- [Task statement] Copy out the lines below word for word, leaving out the picture.

- [Extracted data]
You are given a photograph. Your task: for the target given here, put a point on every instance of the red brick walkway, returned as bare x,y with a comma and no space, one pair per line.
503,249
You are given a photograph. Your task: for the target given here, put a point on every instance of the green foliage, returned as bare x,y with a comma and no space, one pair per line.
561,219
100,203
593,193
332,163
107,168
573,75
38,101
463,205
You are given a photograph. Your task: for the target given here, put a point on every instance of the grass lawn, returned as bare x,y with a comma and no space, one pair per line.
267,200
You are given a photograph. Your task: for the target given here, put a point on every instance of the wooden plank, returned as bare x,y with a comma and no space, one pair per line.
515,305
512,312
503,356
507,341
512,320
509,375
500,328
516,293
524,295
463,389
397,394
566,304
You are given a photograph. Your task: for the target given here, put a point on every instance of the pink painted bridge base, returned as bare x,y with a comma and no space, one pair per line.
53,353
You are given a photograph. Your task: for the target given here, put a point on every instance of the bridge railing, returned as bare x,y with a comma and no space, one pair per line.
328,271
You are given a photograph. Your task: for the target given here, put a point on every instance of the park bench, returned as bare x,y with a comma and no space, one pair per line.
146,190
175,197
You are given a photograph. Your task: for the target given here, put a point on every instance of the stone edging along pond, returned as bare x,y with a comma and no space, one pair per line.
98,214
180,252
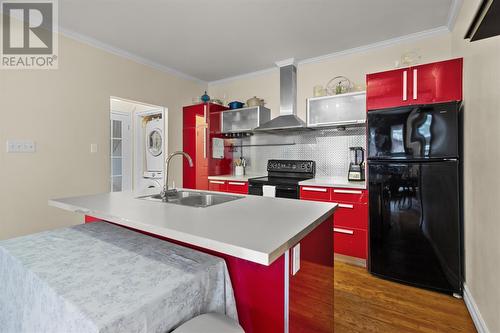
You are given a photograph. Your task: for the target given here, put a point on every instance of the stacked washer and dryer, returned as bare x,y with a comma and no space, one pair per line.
150,151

- [In response]
You are given a photograph. Your task: for the target given here, put a point on every instance of the red brick walkway, returned as bare x,y with a comma and no space, one pair per line.
503,249
You are given a photograph. Your task: for the target given here, put a point on every instance of the green foliage, returned as bare x,y with a comma and no space, one pair per line.
561,219
100,203
593,193
332,163
107,168
573,75
38,101
463,205
You are given a photograph. Your task: for the target given here, put a point on every instance of the grass lawn, returned as bare x,y with a comma and no space, one pair per line.
267,200
You are given a photograph. Your task: for the target given here, put a point on every instance of the wooden plank, returned as bare x,y with a comma and no space, one pair per line.
515,305
512,312
503,356
507,341
512,320
509,375
500,328
516,293
524,295
463,389
397,394
566,304
You are given a photograph. Your task: for the target given here, put a point on every instance of the pink painted bridge base, returned as bare x,y with a comma and no space, one pair per line.
53,353
You are given a photograph. Your task: for the target given here, put a point on every instance of the bridge railing, returned as bare x,y with a comma and no space, one pair per line.
328,271
You are given a photograph. Your task: for the target given here, put a point on every instance of the park bench, returned as bare x,y with a comma and no space, one pair per line.
146,190
175,197
You are given a photograph. Your task: for the target given here, put a point on every instance of the stone edging along pond, returned as bare x,y with a comma and no space, one pair per line.
98,214
180,252
You are given a photograph. Your task: for the target given here, put a point on every instance of the stacked washer and dryer, returned as bare x,y with a comma and no space, one pair per line.
150,151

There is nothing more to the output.